### What to work on
Exactly the lines starting at the line containing "man in white" and ending at the line containing "Please refer to the photo below." are to be written out from the listing below, both included.

### Exercise inputs

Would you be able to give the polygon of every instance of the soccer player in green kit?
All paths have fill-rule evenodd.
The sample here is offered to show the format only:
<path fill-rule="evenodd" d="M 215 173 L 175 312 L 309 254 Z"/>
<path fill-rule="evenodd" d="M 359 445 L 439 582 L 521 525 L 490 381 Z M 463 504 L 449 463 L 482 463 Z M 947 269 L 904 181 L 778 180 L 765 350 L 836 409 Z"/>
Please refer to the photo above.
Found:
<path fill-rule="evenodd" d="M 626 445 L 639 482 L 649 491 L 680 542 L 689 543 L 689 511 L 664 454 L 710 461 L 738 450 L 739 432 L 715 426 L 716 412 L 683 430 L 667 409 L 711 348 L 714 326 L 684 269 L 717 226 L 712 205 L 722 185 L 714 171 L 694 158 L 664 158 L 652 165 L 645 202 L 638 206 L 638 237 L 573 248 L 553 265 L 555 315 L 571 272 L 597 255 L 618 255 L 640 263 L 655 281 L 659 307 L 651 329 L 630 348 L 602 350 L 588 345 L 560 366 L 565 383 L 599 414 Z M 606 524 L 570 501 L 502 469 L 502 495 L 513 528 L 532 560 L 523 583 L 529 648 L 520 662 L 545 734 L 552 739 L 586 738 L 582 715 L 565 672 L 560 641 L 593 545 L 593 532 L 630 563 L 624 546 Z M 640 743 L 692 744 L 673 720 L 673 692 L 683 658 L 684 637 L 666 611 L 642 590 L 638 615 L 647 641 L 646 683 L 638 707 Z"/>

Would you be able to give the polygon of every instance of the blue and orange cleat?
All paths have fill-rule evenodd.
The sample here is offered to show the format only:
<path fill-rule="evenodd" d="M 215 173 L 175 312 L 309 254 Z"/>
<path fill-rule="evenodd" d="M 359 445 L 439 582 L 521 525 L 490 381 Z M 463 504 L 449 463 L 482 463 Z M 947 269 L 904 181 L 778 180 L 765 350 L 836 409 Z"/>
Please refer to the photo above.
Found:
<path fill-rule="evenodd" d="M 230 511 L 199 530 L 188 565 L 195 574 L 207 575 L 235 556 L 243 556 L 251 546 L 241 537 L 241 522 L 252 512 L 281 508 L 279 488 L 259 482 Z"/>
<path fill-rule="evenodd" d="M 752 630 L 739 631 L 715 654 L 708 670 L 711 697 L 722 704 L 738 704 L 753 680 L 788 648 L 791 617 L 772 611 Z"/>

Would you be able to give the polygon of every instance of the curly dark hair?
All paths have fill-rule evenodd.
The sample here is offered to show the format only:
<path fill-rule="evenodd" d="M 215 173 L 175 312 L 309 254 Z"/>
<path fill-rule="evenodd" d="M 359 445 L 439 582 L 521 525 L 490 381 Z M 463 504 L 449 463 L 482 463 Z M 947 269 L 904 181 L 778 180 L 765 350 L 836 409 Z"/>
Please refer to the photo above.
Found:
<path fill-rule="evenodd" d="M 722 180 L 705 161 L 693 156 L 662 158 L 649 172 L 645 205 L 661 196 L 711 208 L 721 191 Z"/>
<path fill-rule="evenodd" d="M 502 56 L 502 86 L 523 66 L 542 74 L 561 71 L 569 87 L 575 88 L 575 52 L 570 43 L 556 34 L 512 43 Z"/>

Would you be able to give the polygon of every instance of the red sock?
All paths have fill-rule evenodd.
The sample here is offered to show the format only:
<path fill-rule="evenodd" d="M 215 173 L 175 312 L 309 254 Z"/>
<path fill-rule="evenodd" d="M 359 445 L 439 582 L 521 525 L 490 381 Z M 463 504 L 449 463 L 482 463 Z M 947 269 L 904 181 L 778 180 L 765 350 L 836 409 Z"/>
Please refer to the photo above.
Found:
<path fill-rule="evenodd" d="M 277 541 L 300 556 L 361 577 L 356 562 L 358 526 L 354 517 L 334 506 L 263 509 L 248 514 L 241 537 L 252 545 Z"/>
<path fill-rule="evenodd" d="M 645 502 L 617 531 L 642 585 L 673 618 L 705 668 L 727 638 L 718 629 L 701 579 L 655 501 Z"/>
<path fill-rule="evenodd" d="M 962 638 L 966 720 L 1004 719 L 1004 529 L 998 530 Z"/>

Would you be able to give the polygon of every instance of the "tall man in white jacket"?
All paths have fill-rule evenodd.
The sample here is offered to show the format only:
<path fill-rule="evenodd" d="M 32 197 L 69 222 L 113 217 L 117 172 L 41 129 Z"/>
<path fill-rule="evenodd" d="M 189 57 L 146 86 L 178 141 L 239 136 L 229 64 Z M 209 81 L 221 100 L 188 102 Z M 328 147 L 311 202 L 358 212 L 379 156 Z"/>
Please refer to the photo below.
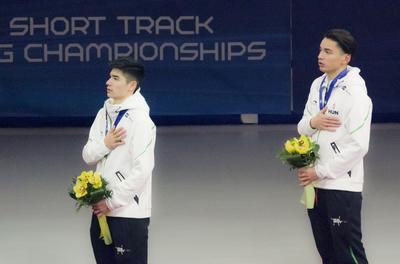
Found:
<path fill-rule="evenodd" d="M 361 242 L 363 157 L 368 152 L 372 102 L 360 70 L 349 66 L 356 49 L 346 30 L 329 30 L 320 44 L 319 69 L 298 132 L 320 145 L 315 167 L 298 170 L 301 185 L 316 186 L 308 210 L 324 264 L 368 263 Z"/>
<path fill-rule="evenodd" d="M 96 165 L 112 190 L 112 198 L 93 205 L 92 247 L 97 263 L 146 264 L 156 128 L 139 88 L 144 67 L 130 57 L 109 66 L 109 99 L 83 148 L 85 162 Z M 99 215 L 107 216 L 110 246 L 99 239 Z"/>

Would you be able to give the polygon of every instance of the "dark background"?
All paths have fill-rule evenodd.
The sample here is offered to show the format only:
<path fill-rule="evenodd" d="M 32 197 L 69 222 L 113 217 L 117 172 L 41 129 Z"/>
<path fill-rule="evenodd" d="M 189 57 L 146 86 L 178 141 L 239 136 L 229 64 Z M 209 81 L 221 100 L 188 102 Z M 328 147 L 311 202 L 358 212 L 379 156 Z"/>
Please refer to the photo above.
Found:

### Response to this exercise
Would you be able to give the polygon of every instance of the "tall man in white jacket"?
All paths have fill-rule evenodd.
The sample here is offered to show the format only:
<path fill-rule="evenodd" d="M 32 197 L 69 222 L 113 217 L 117 172 L 41 129 Z"/>
<path fill-rule="evenodd" d="M 189 57 L 146 86 L 178 141 L 239 136 L 229 64 Z M 209 81 L 221 100 L 188 102 Z M 328 147 L 311 202 L 358 212 L 379 156 Z"/>
Please refer to the photo below.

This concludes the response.